__Goals__.
a) In the subwoofer forum thread, why does the original poster say that adding a second PCi is not an option? Answer in one to three sentences.
b) What published low-end spec does the subwoofer forum thread give for the PC12?
c) From the subwoofer forum thread, reproduce word for word the part that opens with the words containing "IMO I would" and closes with "for the reply.".

__Extract to read__.
# 25-31 PCi & PC12-NSD?



## citizen arcane (Nov 26, 2010)

I'm buying a new sub to go with my PCi and have a question on how best to integrate it into my system. Is the lower extension different enough with PC12 to warrant gain matching the two instead of level matching?

Published specs:

PCI - 25Hz +/- 3 dB
PC12 - 18Hz +/- 3 dB

Thanks.


----------



## recruit (May 9, 2009)

IMO I would add the second sub as the PCi to match your existing one but I know that you can mix and match subs, it will just take a little more time and patience to get them set up, but all you need to do is just balance them out with an SPL meter, you can set you gain the same as your first sub and see what results you get and if you need to lower it then that is fine, its called tweaking


----------



## citizen arcane (Nov 26, 2010)

Thanks for the reply.

The suggestion of adding a second PCi isn't an option - it's no longer being produced by SVS and seems to be supplanted by the PC12.

I am however replacing the original Bash amp on the PCI with a matching Sledge amp of the PC12 so headroom between the two subs should be the same. The subs will roughly be equidistant to the listening positions, in the same room environments (room gain shouldn't be an issue) and I won't be squeezing out the max LFE SPLs from my sub set-up - so I believe level matching would be the place to start.


----------



## recruit (May 9, 2009)

It sounds like you have already got a good plan citizen arcane, let us know how you get on :T


----------

__Given records__.
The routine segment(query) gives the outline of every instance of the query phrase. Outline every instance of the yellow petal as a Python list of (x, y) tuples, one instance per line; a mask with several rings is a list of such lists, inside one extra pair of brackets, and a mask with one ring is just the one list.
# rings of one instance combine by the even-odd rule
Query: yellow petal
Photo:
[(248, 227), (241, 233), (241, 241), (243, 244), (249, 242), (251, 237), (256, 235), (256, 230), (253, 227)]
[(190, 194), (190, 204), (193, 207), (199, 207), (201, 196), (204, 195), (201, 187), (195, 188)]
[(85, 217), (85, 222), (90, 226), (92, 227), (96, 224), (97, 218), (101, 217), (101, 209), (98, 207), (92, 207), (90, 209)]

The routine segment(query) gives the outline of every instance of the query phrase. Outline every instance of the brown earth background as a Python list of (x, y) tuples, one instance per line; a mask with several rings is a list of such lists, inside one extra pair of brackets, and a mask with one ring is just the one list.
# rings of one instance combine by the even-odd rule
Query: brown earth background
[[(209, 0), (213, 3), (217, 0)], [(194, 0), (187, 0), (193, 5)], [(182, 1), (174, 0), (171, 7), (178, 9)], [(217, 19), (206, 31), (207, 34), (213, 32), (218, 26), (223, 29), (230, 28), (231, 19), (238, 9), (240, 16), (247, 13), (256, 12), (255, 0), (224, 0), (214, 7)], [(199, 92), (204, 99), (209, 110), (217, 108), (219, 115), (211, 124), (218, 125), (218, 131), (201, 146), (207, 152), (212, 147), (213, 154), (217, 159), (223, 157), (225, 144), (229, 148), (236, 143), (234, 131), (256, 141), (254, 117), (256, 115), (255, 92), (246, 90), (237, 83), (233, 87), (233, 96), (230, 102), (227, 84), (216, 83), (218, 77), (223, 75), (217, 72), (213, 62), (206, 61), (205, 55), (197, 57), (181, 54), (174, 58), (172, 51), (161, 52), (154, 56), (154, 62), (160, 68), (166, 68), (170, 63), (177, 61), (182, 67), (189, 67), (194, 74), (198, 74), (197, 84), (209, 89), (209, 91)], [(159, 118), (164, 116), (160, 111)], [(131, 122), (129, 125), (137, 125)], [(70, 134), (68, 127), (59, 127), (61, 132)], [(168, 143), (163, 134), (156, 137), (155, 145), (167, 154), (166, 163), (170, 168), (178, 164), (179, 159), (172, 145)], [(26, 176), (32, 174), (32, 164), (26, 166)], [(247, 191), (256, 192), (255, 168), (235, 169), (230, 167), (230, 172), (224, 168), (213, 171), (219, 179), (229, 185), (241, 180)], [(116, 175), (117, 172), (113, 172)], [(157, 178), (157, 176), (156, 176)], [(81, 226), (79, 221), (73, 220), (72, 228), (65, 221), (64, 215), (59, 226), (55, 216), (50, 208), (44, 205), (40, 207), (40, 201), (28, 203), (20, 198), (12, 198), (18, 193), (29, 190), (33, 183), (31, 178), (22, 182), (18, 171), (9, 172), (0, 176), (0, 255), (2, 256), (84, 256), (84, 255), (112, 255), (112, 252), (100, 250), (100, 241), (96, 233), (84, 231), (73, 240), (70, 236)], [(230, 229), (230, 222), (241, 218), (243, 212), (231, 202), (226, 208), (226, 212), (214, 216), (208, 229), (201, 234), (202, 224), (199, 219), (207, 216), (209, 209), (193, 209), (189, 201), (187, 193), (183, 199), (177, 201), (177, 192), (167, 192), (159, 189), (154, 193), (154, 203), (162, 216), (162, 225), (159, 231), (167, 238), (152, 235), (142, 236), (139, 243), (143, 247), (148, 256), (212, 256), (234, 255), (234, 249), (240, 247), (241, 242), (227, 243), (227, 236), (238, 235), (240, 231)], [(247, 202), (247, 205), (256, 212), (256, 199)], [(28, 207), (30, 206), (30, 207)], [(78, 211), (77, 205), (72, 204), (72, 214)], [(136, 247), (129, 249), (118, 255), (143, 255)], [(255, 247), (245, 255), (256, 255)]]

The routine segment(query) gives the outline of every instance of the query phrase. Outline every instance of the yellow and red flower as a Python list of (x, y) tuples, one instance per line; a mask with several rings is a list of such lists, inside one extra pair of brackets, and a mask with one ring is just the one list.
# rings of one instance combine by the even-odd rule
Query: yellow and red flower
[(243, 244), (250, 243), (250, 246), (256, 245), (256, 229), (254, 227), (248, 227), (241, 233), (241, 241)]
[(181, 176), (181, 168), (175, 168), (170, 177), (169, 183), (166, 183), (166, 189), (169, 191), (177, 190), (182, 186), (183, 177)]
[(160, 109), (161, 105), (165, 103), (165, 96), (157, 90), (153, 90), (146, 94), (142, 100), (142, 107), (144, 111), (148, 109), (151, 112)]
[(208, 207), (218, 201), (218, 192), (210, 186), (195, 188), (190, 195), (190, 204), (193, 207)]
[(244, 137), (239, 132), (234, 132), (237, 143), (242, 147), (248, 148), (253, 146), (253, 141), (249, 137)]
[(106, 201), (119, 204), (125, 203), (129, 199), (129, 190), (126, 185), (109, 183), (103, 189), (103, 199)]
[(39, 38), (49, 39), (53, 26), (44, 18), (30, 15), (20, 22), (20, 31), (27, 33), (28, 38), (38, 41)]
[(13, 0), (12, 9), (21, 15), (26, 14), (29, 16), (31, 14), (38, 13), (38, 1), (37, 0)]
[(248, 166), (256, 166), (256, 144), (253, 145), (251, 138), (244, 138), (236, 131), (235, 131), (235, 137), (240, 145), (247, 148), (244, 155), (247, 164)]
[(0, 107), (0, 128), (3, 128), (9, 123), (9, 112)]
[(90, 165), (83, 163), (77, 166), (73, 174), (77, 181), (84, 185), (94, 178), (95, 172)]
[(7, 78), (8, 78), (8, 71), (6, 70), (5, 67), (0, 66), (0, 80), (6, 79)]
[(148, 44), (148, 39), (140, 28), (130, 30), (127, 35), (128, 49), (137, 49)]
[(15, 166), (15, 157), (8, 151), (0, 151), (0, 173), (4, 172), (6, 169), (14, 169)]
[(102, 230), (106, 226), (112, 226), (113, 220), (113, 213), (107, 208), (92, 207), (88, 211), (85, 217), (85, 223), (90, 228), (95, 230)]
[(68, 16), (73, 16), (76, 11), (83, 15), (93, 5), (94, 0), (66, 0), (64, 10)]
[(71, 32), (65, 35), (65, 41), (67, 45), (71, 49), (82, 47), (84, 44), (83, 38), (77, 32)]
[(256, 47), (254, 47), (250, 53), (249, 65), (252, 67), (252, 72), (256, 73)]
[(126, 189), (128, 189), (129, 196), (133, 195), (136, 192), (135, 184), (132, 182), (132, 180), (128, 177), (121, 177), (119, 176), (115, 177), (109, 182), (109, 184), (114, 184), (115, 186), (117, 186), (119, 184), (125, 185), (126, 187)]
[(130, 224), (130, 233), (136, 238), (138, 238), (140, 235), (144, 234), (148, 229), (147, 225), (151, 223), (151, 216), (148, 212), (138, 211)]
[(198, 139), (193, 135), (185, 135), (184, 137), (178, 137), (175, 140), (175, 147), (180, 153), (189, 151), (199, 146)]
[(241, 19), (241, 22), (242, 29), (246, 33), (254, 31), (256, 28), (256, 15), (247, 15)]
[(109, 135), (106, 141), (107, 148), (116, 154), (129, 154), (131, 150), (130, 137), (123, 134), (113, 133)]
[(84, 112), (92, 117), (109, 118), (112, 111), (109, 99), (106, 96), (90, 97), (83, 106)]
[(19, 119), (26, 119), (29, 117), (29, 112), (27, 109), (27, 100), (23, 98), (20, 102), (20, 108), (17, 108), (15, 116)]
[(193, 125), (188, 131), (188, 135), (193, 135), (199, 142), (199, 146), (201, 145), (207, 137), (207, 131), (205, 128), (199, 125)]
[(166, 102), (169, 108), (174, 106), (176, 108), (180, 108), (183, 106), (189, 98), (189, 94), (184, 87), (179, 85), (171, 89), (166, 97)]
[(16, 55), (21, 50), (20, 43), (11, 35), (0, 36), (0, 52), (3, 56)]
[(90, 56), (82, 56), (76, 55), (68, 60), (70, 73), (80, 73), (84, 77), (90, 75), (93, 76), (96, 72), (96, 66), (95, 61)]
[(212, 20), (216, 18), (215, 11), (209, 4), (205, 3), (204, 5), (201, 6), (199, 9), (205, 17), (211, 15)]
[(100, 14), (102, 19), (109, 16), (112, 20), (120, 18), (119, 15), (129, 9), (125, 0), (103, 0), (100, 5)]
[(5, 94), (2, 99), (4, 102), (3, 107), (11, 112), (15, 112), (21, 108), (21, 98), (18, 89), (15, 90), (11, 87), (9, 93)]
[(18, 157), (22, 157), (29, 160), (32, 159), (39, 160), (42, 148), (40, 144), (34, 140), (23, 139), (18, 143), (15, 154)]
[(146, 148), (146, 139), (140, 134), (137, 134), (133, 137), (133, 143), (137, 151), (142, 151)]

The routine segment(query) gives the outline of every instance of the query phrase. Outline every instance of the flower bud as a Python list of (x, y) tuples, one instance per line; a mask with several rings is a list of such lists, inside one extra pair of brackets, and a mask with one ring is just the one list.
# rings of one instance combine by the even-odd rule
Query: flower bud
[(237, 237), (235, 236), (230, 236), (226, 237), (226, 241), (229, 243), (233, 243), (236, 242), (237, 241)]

__Solutions to the tasks__.
a) The PCi is no longer made by SVS, and it seems to have been replaced by the PC12.

b) 18Hz +/- 3 dB.

c)
IMO I would add the second sub as the PCi to match your existing one but I know that you can mix and match subs, it will just take a little more time and patience to get them set up, but all you need to do is just balance them out with an SPL meter, you can set you gain the same as your first sub and see what results you get and if you need to lower it then that is fine, its called tweaking


----------



## citizen arcane (Nov 26, 2010)

Thanks for the reply.